EXERCISE DIRECTIONS:
Take each line from the entries that holds "caiman" and copy it out.

DATA IN THIS EXERCISE:
+++

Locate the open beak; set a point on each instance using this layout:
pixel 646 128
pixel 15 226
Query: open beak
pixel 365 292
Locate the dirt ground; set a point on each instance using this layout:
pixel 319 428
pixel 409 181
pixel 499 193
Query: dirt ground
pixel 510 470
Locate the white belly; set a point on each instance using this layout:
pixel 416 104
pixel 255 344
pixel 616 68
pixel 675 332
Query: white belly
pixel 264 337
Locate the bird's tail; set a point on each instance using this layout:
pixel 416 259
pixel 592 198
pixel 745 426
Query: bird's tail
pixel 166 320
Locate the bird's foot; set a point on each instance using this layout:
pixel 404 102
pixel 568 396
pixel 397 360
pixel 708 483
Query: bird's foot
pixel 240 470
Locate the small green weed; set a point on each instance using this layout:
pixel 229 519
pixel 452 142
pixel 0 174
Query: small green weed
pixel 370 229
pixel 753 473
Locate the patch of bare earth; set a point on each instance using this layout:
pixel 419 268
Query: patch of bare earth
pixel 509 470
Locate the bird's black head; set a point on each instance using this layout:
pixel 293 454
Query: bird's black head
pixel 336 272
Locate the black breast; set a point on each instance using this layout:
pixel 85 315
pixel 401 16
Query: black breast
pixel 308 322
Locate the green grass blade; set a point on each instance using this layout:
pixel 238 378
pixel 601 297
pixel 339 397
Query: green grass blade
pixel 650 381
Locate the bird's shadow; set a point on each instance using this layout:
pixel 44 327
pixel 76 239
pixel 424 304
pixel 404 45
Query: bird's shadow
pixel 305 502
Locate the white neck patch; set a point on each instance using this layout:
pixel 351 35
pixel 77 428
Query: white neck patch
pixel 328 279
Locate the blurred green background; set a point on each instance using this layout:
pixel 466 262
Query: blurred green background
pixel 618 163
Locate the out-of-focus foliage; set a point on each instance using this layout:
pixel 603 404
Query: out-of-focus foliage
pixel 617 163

+++

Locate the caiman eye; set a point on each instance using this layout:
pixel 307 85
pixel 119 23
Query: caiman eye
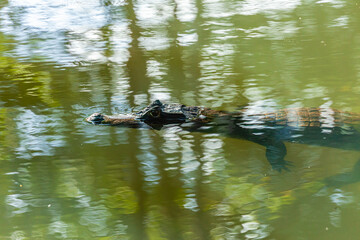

+++

RESULT FOR THIS EXERCISE:
Locate the caiman eye; set a point on each instance using this layout:
Query: caiman eye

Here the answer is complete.